Dataset records →
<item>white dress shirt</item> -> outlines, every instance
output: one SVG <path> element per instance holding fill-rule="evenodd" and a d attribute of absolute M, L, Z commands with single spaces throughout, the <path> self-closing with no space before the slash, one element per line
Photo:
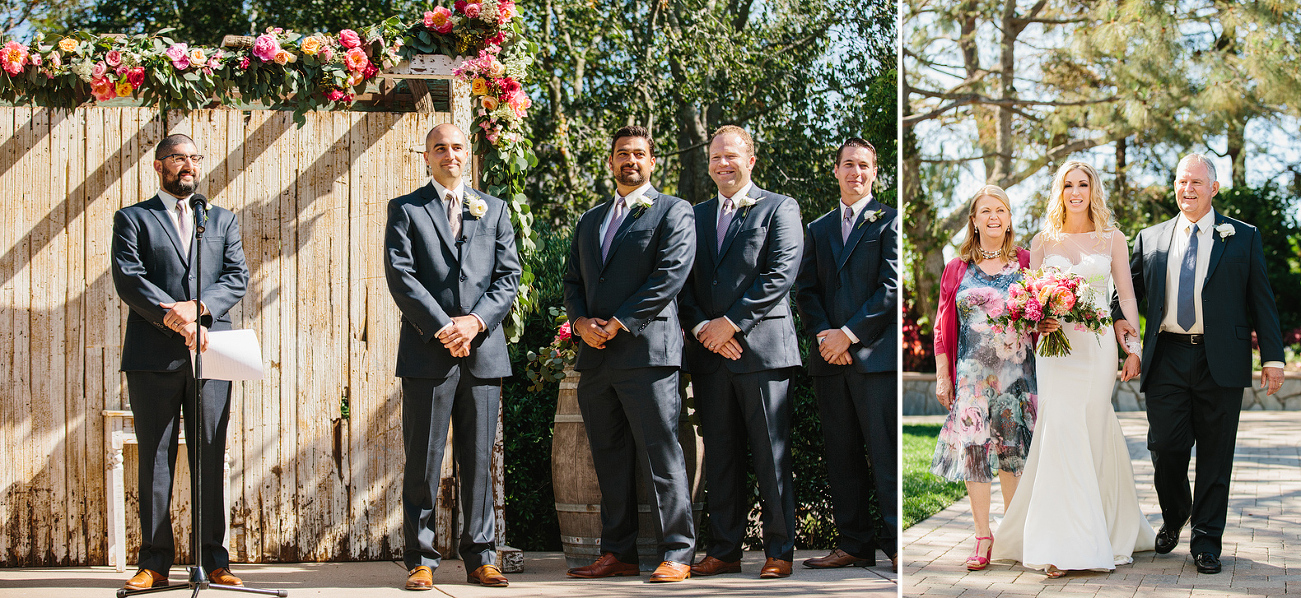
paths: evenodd
<path fill-rule="evenodd" d="M 443 206 L 443 213 L 444 213 L 444 214 L 447 213 L 447 194 L 448 194 L 449 192 L 452 194 L 452 197 L 455 197 L 455 198 L 456 198 L 456 202 L 457 202 L 458 204 L 460 204 L 460 205 L 462 205 L 462 206 L 465 205 L 465 183 L 464 183 L 464 182 L 462 182 L 462 181 L 457 181 L 457 183 L 456 183 L 456 188 L 454 188 L 454 189 L 452 189 L 452 190 L 450 190 L 450 191 L 449 191 L 446 187 L 440 185 L 440 184 L 438 183 L 438 181 L 435 180 L 435 179 L 433 179 L 433 178 L 430 178 L 430 179 L 429 179 L 429 184 L 431 184 L 431 185 L 434 186 L 434 193 L 438 195 L 438 204 L 441 205 L 441 206 Z M 488 325 L 483 323 L 483 318 L 480 318 L 480 317 L 479 317 L 479 314 L 476 314 L 476 313 L 471 312 L 470 315 L 474 316 L 474 319 L 479 321 L 479 331 L 480 331 L 480 332 L 483 332 L 484 330 L 487 330 L 487 329 L 488 329 Z M 438 329 L 438 332 L 435 332 L 435 333 L 434 333 L 434 336 L 438 336 L 438 335 L 442 334 L 444 330 L 447 330 L 447 329 L 449 329 L 449 328 L 451 328 L 451 327 L 452 327 L 452 323 L 451 323 L 451 322 L 448 322 L 446 326 L 443 326 L 442 328 L 439 328 L 439 329 Z"/>
<path fill-rule="evenodd" d="M 190 243 L 193 242 L 193 239 L 192 239 L 192 238 L 186 238 L 186 237 L 182 236 L 182 230 L 181 230 L 181 205 L 180 205 L 180 204 L 181 204 L 181 202 L 183 202 L 183 201 L 185 201 L 185 202 L 190 201 L 190 198 L 191 198 L 191 197 L 194 197 L 194 194 L 193 194 L 193 193 L 191 193 L 191 194 L 189 194 L 189 195 L 186 195 L 185 197 L 176 197 L 175 195 L 172 195 L 171 193 L 168 193 L 168 192 L 166 192 L 166 191 L 163 191 L 162 189 L 159 189 L 159 190 L 158 190 L 158 199 L 162 200 L 163 205 L 167 207 L 167 218 L 168 218 L 169 220 L 172 221 L 172 228 L 176 229 L 176 237 L 179 238 L 179 239 L 181 240 L 181 246 L 186 250 L 186 259 L 189 259 Z M 211 208 L 212 208 L 212 203 L 210 203 L 210 202 L 204 202 L 204 208 L 205 208 L 205 209 L 211 209 Z M 188 216 L 186 216 L 186 217 L 192 219 L 192 218 L 194 218 L 194 213 L 193 213 L 193 212 L 188 212 Z M 194 226 L 194 225 L 191 223 L 190 226 Z M 193 235 L 193 234 L 194 234 L 193 232 L 190 233 L 190 235 Z M 207 314 L 207 313 L 208 313 L 208 306 L 207 306 L 207 304 L 205 304 L 205 303 L 203 303 L 202 301 L 200 301 L 200 302 L 199 302 L 199 306 L 203 308 L 203 313 L 204 313 L 204 314 Z"/>
<path fill-rule="evenodd" d="M 1165 271 L 1165 317 L 1161 319 L 1162 332 L 1177 334 L 1203 334 L 1206 330 L 1202 324 L 1202 286 L 1206 282 L 1206 271 L 1210 267 L 1211 248 L 1215 243 L 1224 243 L 1215 234 L 1215 210 L 1211 210 L 1197 221 L 1197 270 L 1193 273 L 1193 313 L 1197 317 L 1192 327 L 1187 330 L 1179 325 L 1179 270 L 1183 266 L 1184 256 L 1188 253 L 1193 222 L 1183 213 L 1175 222 L 1174 232 L 1170 238 L 1170 252 L 1166 255 Z M 1282 368 L 1281 361 L 1267 361 L 1262 368 Z"/>
<path fill-rule="evenodd" d="M 732 197 L 727 197 L 726 195 L 723 195 L 723 192 L 722 192 L 722 191 L 719 191 L 719 192 L 718 192 L 718 209 L 715 210 L 715 213 L 714 213 L 714 223 L 717 224 L 717 223 L 718 223 L 718 219 L 723 217 L 723 202 L 725 202 L 725 201 L 727 201 L 727 200 L 729 200 L 729 199 L 733 199 L 733 200 L 734 200 L 734 201 L 732 202 L 732 212 L 733 212 L 732 217 L 735 218 L 735 217 L 736 217 L 735 212 L 736 212 L 736 210 L 738 209 L 738 208 L 736 207 L 736 201 L 735 201 L 735 200 L 739 200 L 739 199 L 741 199 L 742 197 L 745 197 L 746 195 L 749 195 L 749 193 L 750 193 L 750 189 L 753 189 L 753 188 L 754 188 L 754 182 L 746 183 L 744 187 L 741 187 L 740 190 L 738 190 L 736 193 L 733 193 L 733 194 L 732 194 Z M 759 198 L 756 197 L 756 198 L 754 198 L 754 199 L 755 199 L 756 201 L 758 201 Z M 729 223 L 729 225 L 730 225 L 730 223 Z M 757 264 L 756 264 L 756 265 L 757 265 Z M 740 332 L 740 331 L 741 331 L 741 327 L 740 327 L 740 326 L 737 326 L 737 325 L 736 325 L 736 322 L 733 322 L 733 321 L 732 321 L 732 318 L 729 318 L 729 317 L 727 317 L 727 316 L 723 316 L 723 319 L 724 319 L 724 320 L 727 320 L 727 323 L 732 325 L 732 330 L 733 330 L 734 332 Z M 704 328 L 705 328 L 705 324 L 708 324 L 708 323 L 709 323 L 709 320 L 705 320 L 704 322 L 701 322 L 701 323 L 699 323 L 699 324 L 696 324 L 695 327 L 691 329 L 691 336 L 699 337 L 699 336 L 700 336 L 700 331 L 701 331 L 701 330 L 704 330 Z"/>
<path fill-rule="evenodd" d="M 638 197 L 641 197 L 641 196 L 645 195 L 646 192 L 650 190 L 650 188 L 651 188 L 650 181 L 647 181 L 647 182 L 643 183 L 642 186 L 640 186 L 640 187 L 638 187 L 638 188 L 636 188 L 636 189 L 633 189 L 633 190 L 632 190 L 632 193 L 629 193 L 628 195 L 624 196 L 624 198 L 623 198 L 623 217 L 624 217 L 624 218 L 627 218 L 627 217 L 628 217 L 628 212 L 630 212 L 630 211 L 632 210 L 632 202 L 633 202 L 633 200 L 636 200 Z M 597 234 L 600 235 L 600 236 L 597 237 L 598 239 L 604 239 L 604 238 L 605 238 L 605 231 L 609 230 L 609 228 L 610 228 L 610 220 L 611 220 L 612 218 L 614 218 L 614 208 L 615 208 L 615 205 L 617 205 L 617 204 L 619 203 L 619 192 L 617 192 L 617 191 L 616 191 L 615 194 L 614 194 L 614 202 L 615 202 L 614 204 L 611 204 L 611 205 L 610 205 L 610 211 L 608 211 L 608 212 L 605 213 L 605 220 L 602 220 L 602 221 L 601 221 L 601 229 L 600 229 L 599 231 L 597 231 Z M 611 247 L 611 248 L 610 248 L 610 251 L 614 251 L 614 248 Z M 627 327 L 627 326 L 624 326 L 624 325 L 623 325 L 623 322 L 620 322 L 620 321 L 619 321 L 619 318 L 611 317 L 610 319 L 614 320 L 615 323 L 618 324 L 619 327 L 622 328 L 622 329 L 624 330 L 624 332 L 628 332 L 628 327 Z"/>
<path fill-rule="evenodd" d="M 867 195 L 863 196 L 863 199 L 860 199 L 850 205 L 845 205 L 844 201 L 841 201 L 840 203 L 836 204 L 836 208 L 840 212 L 840 218 L 837 220 L 837 222 L 838 223 L 844 222 L 845 212 L 849 212 L 850 222 L 858 222 L 858 217 L 862 214 L 863 208 L 866 208 L 867 204 L 871 201 L 872 201 L 872 194 L 868 193 Z M 845 336 L 849 337 L 850 344 L 854 344 L 858 342 L 858 337 L 854 335 L 853 330 L 849 329 L 849 326 L 841 326 L 840 331 L 845 333 Z"/>

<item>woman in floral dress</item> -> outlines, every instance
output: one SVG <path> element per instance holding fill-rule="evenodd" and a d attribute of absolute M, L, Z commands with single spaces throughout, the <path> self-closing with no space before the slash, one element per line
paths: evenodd
<path fill-rule="evenodd" d="M 1029 334 L 989 324 L 1002 315 L 1007 289 L 1021 281 L 1029 252 L 1013 244 L 1011 202 L 987 185 L 971 201 L 967 240 L 940 281 L 935 323 L 935 396 L 949 417 L 935 445 L 931 471 L 966 482 L 976 524 L 967 569 L 989 566 L 995 474 L 1003 504 L 1016 493 L 1035 420 L 1034 345 Z"/>

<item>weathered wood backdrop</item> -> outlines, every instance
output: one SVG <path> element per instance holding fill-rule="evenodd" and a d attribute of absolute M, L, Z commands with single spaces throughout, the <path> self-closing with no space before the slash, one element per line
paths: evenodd
<path fill-rule="evenodd" d="M 169 133 L 195 138 L 200 190 L 239 216 L 251 281 L 232 315 L 269 366 L 234 385 L 232 556 L 391 558 L 403 455 L 385 205 L 424 180 L 413 147 L 450 120 L 311 113 L 296 128 L 275 111 L 0 108 L 0 565 L 106 563 L 101 411 L 128 408 L 113 212 L 157 189 L 152 151 Z M 137 458 L 127 450 L 131 560 Z M 185 553 L 188 515 L 174 513 Z"/>

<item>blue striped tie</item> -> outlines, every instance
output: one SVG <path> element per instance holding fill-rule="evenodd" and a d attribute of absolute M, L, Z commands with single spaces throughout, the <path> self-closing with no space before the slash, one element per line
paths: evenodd
<path fill-rule="evenodd" d="M 1197 225 L 1188 235 L 1188 249 L 1184 251 L 1183 264 L 1179 266 L 1179 326 L 1189 330 L 1197 322 L 1197 308 L 1193 303 L 1196 298 L 1193 291 L 1197 286 Z"/>

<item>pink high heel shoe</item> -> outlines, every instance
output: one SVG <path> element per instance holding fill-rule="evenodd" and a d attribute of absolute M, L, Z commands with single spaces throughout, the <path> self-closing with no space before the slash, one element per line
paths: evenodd
<path fill-rule="evenodd" d="M 988 541 L 985 545 L 985 553 L 980 553 L 980 542 Z M 967 571 L 982 571 L 989 566 L 989 553 L 994 550 L 993 536 L 976 536 L 976 551 L 967 557 Z"/>

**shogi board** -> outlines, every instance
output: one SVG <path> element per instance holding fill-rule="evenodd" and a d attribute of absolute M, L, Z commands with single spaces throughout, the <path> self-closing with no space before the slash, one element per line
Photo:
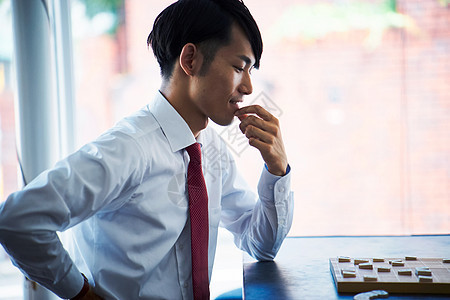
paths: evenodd
<path fill-rule="evenodd" d="M 350 262 L 339 262 L 338 258 L 330 258 L 330 269 L 338 292 L 359 293 L 372 290 L 385 290 L 389 293 L 416 293 L 416 294 L 450 294 L 450 263 L 444 263 L 442 258 L 384 258 L 384 262 L 373 262 L 373 269 L 360 269 Z M 389 260 L 401 260 L 404 266 L 392 266 Z M 378 272 L 378 267 L 390 267 L 390 272 Z M 432 274 L 432 282 L 419 282 L 416 267 L 428 267 Z M 354 278 L 344 278 L 342 269 L 353 268 Z M 399 270 L 411 269 L 412 275 L 399 275 Z M 364 275 L 377 277 L 377 281 L 364 281 Z"/>

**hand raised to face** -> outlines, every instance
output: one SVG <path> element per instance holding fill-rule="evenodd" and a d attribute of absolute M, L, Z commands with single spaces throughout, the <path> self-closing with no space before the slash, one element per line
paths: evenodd
<path fill-rule="evenodd" d="M 260 105 L 242 107 L 235 116 L 241 121 L 239 128 L 249 144 L 261 153 L 269 172 L 285 175 L 288 161 L 278 119 Z"/>

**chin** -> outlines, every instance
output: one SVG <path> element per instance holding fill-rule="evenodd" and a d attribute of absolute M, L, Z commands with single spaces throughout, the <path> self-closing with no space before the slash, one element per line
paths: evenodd
<path fill-rule="evenodd" d="M 234 120 L 234 116 L 233 116 L 233 118 L 231 118 L 231 119 L 219 119 L 219 118 L 214 118 L 214 119 L 211 119 L 214 123 L 216 123 L 217 125 L 220 125 L 220 126 L 228 126 L 228 125 L 230 125 L 231 123 L 233 123 L 233 120 Z"/>

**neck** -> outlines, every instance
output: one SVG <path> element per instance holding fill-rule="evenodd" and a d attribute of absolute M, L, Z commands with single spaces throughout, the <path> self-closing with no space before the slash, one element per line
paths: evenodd
<path fill-rule="evenodd" d="M 198 111 L 197 107 L 192 104 L 188 91 L 187 84 L 183 81 L 177 80 L 163 80 L 160 92 L 169 101 L 172 107 L 180 114 L 180 116 L 187 123 L 195 138 L 200 134 L 200 131 L 208 125 L 208 117 L 204 116 Z"/>

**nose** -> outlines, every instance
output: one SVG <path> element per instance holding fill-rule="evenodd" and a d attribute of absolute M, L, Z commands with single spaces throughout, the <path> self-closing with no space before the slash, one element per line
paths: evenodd
<path fill-rule="evenodd" d="M 244 72 L 238 91 L 243 95 L 250 95 L 253 92 L 252 79 L 248 72 Z"/>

Your objective →
From the data above, copy each line that has the string "item".

Solved exercise →
<item>white dress shirt</item> -> outlines, every instance
<item>woman in floral dress</item> -> outlines, every instance
<item>weathered wood backdrop</item> -> outlines, every instance
<item>blue striped tie</item> -> outlines, every instance
<item>pink high heel shoe</item> -> outlines, every instance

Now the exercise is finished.